:: Exercise input ::
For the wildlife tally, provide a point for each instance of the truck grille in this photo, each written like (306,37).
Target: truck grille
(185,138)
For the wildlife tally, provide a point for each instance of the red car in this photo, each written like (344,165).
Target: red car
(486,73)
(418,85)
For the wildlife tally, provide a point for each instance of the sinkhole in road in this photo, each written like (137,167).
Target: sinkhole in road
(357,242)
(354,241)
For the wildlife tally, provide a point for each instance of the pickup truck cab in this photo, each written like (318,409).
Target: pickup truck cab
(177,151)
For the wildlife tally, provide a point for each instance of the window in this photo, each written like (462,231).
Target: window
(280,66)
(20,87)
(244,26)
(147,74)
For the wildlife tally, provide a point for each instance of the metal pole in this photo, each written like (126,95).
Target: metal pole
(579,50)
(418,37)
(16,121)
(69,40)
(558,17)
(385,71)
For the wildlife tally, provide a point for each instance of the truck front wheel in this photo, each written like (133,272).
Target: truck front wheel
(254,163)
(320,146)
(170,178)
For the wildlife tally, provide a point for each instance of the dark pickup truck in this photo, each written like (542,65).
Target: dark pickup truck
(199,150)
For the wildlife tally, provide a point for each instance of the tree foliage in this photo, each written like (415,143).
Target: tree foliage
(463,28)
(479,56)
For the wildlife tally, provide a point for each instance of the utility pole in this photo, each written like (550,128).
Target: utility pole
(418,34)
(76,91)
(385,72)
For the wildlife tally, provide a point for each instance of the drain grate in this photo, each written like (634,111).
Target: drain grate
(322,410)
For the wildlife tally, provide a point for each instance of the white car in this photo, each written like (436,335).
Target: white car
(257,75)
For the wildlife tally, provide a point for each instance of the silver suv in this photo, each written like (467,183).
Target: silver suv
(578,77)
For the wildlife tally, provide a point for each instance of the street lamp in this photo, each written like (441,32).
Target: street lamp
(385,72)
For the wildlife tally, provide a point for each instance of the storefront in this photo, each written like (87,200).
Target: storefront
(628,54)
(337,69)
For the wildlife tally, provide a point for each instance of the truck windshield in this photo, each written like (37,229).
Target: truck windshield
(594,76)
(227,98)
:::
Please copy every item above word for word, changing nothing.

For the wildlife tally, provide a point for each instance of the truck grille in this photo, each written like (306,37).
Target: truck grille
(185,138)
For the wildlife tally, provide a point for each instance of the red car in this photo, each written like (344,165).
Target: red car
(486,73)
(418,85)
For the wildlife tally, provide a point for each instance of the sinkhole in road in this photo, each written like (137,167).
Target: sinkhole in road
(357,242)
(354,241)
For the wildlife tally, provide a point for each instance of the pickup truck cab in this photo, each written like (318,409).
Target: pickup truck cab
(177,151)
For the wildlife tally, provide a point for each instance of the window in this photo, each written like (462,231).
Target: window
(280,66)
(20,87)
(244,26)
(147,74)
For the wildlife tally, provide a point for each instance of the metal pole in this photo, each written like (126,95).
Target: metal pole
(579,50)
(418,37)
(16,121)
(69,40)
(558,17)
(385,71)
For the wildlife tally, provide a point for each instance of the truck front wheel in this photo, each written like (133,272).
Target: truck front wheel
(254,163)
(320,146)
(170,178)
For the wildlife tally, provide a point for each instance of the dark pickup truck in this photo, each written like (542,65).
Target: dark pickup truck
(199,150)
For the wildlife tally, provide a point for each instance of the tree foliage in this photo, each written like (415,143).
Target: tree foliage
(463,28)
(479,56)
For the wildlife tally, provide a point for each instance of the utility pole in this photo, each written like (550,128).
Target: utility pole
(418,34)
(76,91)
(385,72)
For the wildlife tally, provide a point for each instance of the drain grate in this photo, each written like (634,111).
Target: drain grate
(322,410)
For the wildlife tally, provide a point for each instance of the white car in this photo, each written like (436,335).
Target: white car
(257,75)
For the wildlife tally, provide a point for each instance of the silver suv in this photo, each written like (467,183).
Target: silver suv
(578,77)
For the wildlife tally, provide a point for each instance of the street lamp in this photo, each written like (441,32).
Target: street lamp
(385,72)
For the wildlife tally, provide a point for each instance of the storefront in this photo, each written like (87,200).
Target: storefront
(628,54)
(337,69)
For the wildlife tally, provide a point for each instance of the truck windshield in this photo, each written like (37,229).
Target: truck windshield
(594,76)
(227,98)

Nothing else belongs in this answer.